The listing below must be repeated word for word, with its images excluded.
====== Input material
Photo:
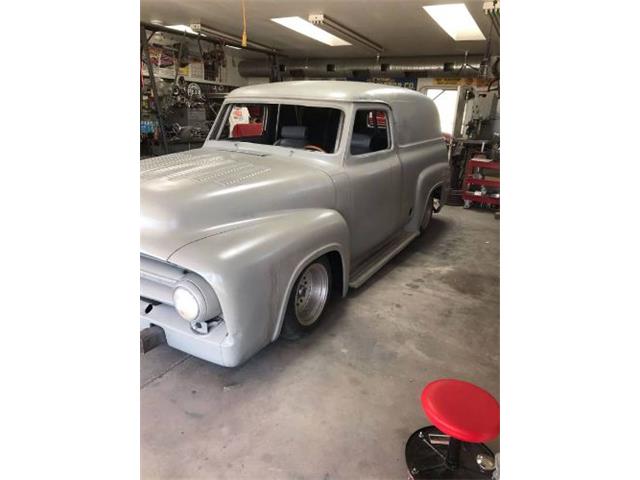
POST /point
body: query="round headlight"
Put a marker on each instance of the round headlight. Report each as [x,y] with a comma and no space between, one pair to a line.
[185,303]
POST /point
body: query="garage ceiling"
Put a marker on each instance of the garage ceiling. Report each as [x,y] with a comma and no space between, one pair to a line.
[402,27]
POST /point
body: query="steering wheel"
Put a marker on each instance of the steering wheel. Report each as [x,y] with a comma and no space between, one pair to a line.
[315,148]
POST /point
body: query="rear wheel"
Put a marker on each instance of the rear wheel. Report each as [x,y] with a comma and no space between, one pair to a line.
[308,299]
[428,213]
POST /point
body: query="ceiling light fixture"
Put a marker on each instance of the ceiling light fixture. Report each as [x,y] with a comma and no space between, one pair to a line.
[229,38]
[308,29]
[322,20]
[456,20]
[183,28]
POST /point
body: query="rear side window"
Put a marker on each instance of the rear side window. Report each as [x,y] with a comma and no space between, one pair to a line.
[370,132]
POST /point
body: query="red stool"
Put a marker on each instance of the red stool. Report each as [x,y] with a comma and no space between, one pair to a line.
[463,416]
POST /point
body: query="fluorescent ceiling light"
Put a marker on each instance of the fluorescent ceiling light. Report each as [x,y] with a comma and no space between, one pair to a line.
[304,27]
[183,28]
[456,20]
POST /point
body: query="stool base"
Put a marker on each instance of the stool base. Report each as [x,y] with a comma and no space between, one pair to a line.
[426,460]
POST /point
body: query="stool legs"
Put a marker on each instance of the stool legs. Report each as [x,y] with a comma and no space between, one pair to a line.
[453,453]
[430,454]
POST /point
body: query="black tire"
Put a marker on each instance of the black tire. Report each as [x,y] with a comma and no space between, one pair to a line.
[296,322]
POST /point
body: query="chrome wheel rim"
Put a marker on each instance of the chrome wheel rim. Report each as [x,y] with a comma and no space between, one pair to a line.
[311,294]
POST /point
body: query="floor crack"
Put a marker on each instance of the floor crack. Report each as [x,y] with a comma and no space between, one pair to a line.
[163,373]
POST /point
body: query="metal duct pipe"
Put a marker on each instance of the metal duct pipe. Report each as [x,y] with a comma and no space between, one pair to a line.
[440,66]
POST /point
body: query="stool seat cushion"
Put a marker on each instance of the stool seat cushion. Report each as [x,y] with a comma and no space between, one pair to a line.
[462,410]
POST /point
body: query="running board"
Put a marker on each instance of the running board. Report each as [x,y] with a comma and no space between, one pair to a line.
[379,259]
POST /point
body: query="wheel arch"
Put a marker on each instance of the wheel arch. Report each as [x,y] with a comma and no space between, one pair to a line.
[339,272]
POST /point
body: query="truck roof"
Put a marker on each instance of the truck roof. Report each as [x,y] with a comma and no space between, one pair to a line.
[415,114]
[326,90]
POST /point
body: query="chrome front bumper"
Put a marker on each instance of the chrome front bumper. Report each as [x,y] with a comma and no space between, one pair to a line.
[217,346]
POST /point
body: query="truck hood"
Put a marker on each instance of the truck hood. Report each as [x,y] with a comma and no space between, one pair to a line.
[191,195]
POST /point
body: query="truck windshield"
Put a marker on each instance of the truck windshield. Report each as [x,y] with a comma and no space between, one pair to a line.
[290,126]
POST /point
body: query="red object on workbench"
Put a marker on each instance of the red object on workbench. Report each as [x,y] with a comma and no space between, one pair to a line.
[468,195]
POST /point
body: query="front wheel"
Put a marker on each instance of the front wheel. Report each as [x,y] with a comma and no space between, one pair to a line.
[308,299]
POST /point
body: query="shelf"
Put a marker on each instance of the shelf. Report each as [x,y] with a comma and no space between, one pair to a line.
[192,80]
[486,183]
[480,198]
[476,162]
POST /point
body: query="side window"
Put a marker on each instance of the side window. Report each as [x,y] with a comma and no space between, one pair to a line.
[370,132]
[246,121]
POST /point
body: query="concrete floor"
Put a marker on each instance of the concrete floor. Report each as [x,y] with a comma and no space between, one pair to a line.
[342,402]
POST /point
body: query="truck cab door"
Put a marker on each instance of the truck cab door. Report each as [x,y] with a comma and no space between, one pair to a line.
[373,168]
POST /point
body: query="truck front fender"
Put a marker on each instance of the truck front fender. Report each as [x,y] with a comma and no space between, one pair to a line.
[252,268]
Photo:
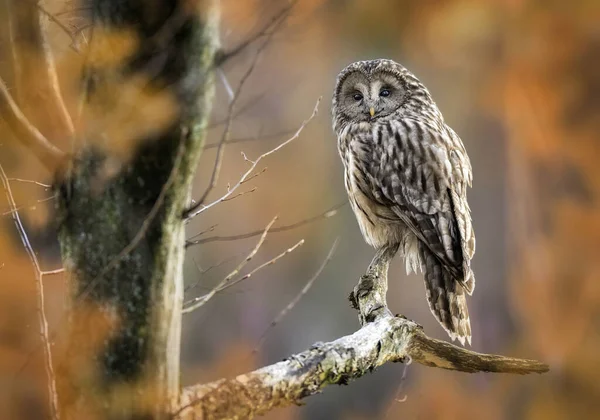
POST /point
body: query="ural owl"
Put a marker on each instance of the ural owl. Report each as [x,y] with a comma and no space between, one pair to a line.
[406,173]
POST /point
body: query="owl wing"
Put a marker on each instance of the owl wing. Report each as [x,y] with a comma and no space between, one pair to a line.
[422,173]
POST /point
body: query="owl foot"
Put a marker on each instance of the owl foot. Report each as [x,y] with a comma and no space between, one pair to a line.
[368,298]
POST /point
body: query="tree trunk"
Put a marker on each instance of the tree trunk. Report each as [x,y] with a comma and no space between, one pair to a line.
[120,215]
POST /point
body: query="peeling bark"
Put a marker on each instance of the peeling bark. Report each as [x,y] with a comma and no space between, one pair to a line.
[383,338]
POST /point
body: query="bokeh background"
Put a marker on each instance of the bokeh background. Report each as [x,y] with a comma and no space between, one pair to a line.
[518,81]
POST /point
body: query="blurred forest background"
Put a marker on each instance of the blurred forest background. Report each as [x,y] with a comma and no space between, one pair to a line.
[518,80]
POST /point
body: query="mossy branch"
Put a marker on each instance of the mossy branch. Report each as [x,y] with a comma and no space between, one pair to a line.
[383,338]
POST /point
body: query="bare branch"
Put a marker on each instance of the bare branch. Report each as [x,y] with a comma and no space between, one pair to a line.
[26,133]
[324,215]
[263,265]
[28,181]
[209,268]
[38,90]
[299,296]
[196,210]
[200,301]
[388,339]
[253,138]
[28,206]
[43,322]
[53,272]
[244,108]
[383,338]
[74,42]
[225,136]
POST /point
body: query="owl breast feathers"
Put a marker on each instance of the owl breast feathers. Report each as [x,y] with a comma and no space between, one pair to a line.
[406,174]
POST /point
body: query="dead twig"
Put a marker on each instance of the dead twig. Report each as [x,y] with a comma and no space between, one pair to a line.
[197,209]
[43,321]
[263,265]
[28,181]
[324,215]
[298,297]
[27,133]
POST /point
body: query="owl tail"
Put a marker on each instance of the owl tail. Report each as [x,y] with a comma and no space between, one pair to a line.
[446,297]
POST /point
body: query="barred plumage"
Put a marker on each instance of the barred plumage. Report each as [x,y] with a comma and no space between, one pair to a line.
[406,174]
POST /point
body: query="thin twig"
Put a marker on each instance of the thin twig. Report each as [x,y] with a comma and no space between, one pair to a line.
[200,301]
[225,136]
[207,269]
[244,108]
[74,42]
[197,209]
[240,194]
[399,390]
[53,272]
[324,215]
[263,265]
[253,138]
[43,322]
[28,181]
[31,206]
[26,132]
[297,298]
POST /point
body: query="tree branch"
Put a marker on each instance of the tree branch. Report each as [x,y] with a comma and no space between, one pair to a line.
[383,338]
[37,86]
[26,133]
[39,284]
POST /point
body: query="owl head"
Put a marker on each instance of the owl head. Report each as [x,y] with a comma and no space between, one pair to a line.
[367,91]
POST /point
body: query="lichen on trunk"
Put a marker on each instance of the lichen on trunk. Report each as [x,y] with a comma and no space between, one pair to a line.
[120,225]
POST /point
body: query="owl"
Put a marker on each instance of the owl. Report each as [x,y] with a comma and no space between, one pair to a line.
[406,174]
============
● Right answer:
Photo:
POST /point
body: query="round headlight"
Put a marker on each instance of the round headlight. Report each as [x,y] with a comma and no space between, one pair to a line.
[185,303]
POST /point
body: query="garage ceiling"
Put a marker on each instance of the garage ceiling. Report each as [x,y] with a comma and no space between, one pair to a line.
[402,27]
POST /point
body: query="steering wheel"
Put a marker on each instance of the steering wheel. Report each as [x,y] with a comma and no space between, one pair to a line.
[315,148]
POST /point
body: query="rear wheel"
Put a marker on each instance of the rear wheel. Report each as [x,y] with a comma and no space between, one pair to a line.
[308,299]
[428,213]
POST /point
body: query="ceiling light fixture"
Put a marker on each instance of the ceiling light fixture. Report each as [x,y] with a comma and no space between, one pair to a line.
[229,38]
[308,29]
[322,20]
[456,20]
[183,28]
POST /point
body: query="rear side window"
Put a marker on each instance of the rear side window. Report each as [x,y] with a comma and no space between, one pair to a line.
[370,132]
POST /point
body: query="red stool"
Put a marker on each instance of the red stool. Report each as [x,y] with a comma and no space between, one pair to a line.
[463,416]
POST /point
body: query="fluorescent ceiling light"
Put a marker on each instance of the fluorescent ceiling light. Report each as [x,y] with a comma and no space between, one pair to a line.
[304,27]
[183,28]
[456,20]
POST /point
body: query="stool base"
Put a marker on each instance of the stool base. Report each as [x,y] with a comma and no space between, one pair to a line.
[426,460]
POST /point
body: query="stool legs"
Put a marker on each instance of the stool legs. Report each as [x,y] with a comma and no space between, one pair to a line.
[453,453]
[430,454]
POST /point
body: query="black tire"
Put a marker on each instance of the black tire. Report each as [x,y] with a comma and no space between, one pair to a line.
[296,322]
POST /point
body: query="chrome wheel rim"
Put a marker on each instance of the chrome wheel rim. Report each as [x,y] with a comma and no space between, one pair to a line.
[311,294]
POST /point
body: query="floor crack"
Put a marker on each instance of the floor crack. Report each as [x,y] with a comma and no space between, one pair to a line.
[163,373]
POST /point
body: query="metal duct pipe"
Put a marker on each instance of the metal duct pipe. Report each as [x,y] with a comma and no space between, one pair to a line.
[440,66]
POST /point
body: query="stool seat cushion"
Put a marker on each instance of the stool seat cushion. Report each as [x,y] with a comma and no space between, one pair to a line.
[462,410]
POST /point
body: query="running board"
Put a marker on each instance of the running board. Report each as [x,y] with a comma and no space between, one pair to a line.
[379,259]
POST /point
body: query="wheel arch"
Put a marker on each instance of the wheel arch. Report each as [x,y] with a comma and no space between, one pair to a line.
[339,272]
POST /point
body: query="truck roof"
Put a marker on each instance of the truck roof. Report each as [x,y] with a comma and no space between, one pair to a line.
[415,114]
[326,90]
POST /point
body: query="chrome front bumper"
Put a marker on each instance of the chrome front bumper. Report each as [x,y] with a comma and no space between, one pair to a line.
[217,346]
POST /point
body: query="truck hood"
Put a marker on each instance of the truck hood. Report each as [x,y] with a comma and no space between, one pair to a line.
[191,195]
POST /point
body: query="truck windshield"
Put a marker on each instance of the truck windshield. Report each as [x,y] with a comma and no space between, one pair to a line.
[290,126]
POST /point
body: query="red object on workbench"
Put a marker on each instance of the red object on workbench. Report each as [x,y] with a comma and no space between, one pair to a line.
[468,195]
POST /point
body: query="front wheel"
Put a marker on each instance of the front wheel. Report each as [x,y] with a comma and no space between, one pair to a line.
[308,299]
POST /point
body: query="shelf"
Put a marker on each instance of the shelf. Report each as [x,y] with a comma and no space between, one pair to a line.
[192,80]
[486,183]
[480,198]
[476,162]
POST /point
body: query="side window"
Put a marker on each instance of the side window. Report each as [x,y] with a comma and no space between, one pair to a line.
[370,132]
[246,121]
POST /point
body: query="concrete floor"
Put a marker on each instance of the concrete floor. Report each as [x,y] with a comma and no space between, one pair to a line.
[342,402]
POST /point
body: query="truck cab door"
Put a marker on each instance of the truck cab door. Report each as [x,y] with a comma and no space between, one pair to a line.
[373,168]
POST /point
body: query="truck front fender"
Put a marker on each instance of the truck front fender. Report each as [x,y] with a comma and no space between, one pair to a line.
[252,268]
Photo:
POST /point
body: query="ural owl"
Put a marker on each instance of the ural owl. Report each as [x,y] with a comma and no space between, one pair to a line.
[406,173]
POST /point
body: query="owl wing"
Put a marker on each instance of the owl wing. Report each as [x,y] with a comma and no space between, one pair to a line.
[422,173]
POST /point
body: query="owl foot"
Put a marker on each instance of the owl foot. Report each as [x,y] with a comma and no space between, one pair to a line.
[368,298]
POST /point
body: query="tree trunk"
Put a marker on each instance of the tree trunk. Report each as [x,y] with a comma and no space between, one pair to a line.
[120,215]
POST /point
body: query="peeling bark"
Put a marker on each instance of the peeling bark. Report each as [x,y] with a comma and no space between, one pair to a line.
[383,338]
POST /point
body: query="bokeh background"
Put a marker on each instance of the bokeh background. Report each as [x,y] with a comma and no space between, one pair to a line.
[518,81]
POST /point
body: query="blurred forest background"
Put a marker on each instance of the blurred forest background. Report each as [x,y] with a comma and no space between, one pair to a line.
[518,80]
POST /point
body: query="mossy branch"
Put a marker on each instance of the mossy branch. Report each as [x,y] with a comma and no space between, one pair to a line.
[383,338]
POST /point
body: query="bare branch"
Put a marker on each instance of the bare branch. Report each as [x,y] with a comma and no space between, one pair to a line.
[26,133]
[324,215]
[263,265]
[28,181]
[209,268]
[38,90]
[299,296]
[196,210]
[200,301]
[388,339]
[253,138]
[28,206]
[43,322]
[53,272]
[244,108]
[383,338]
[74,42]
[225,136]
POST /point
body: query="owl breast feathers"
Put a marker on each instance of the owl breast feathers. Report each as [x,y] with a comma and no space between, one pair to a line.
[406,174]
POST /point
body: query="dead twig"
Put a marker on each instance of the dead twig. Report each as [x,y] with a comma and no space between, one pair to a line.
[197,209]
[43,321]
[263,265]
[28,181]
[324,215]
[298,297]
[27,133]
POST /point
body: query="owl tail"
Put a marker on each instance of the owl tail. Report each as [x,y] with a comma and no space between, one pair to a line.
[446,297]
POST /point
body: query="barred plumage"
Put a marker on each instance of the barred plumage. Report each as [x,y] with a comma and no space between, one pair to a line.
[406,174]
POST /point
body: query="thin twig"
Put a marker on each instance of the thin twig. Report each as [x,y] with a comma and no space between, one pair to a line.
[200,301]
[225,136]
[207,269]
[244,108]
[74,42]
[197,209]
[240,194]
[399,390]
[53,272]
[324,215]
[263,265]
[253,138]
[43,322]
[28,181]
[31,206]
[26,132]
[297,298]
POST /point
body: query="tree branch"
Put a marker on each instance of the tree branch. Report each as [x,y] with a comma and no space between, one pair to a line.
[383,338]
[37,86]
[26,133]
[39,284]
POST /point
body: query="owl head"
Put a marker on each instance of the owl head. Report each as [x,y] with a comma and no space between, one pair to a line.
[367,91]
POST /point
body: query="lichen on trunk"
Put a marker on each instance of the lichen on trunk. Report each as [x,y] with a comma and no space between, one pair to a line.
[120,225]
POST /point
body: query="owl"
Put a marker on each instance of the owl. Report each as [x,y] with a comma and no space between, one pair to a line.
[406,174]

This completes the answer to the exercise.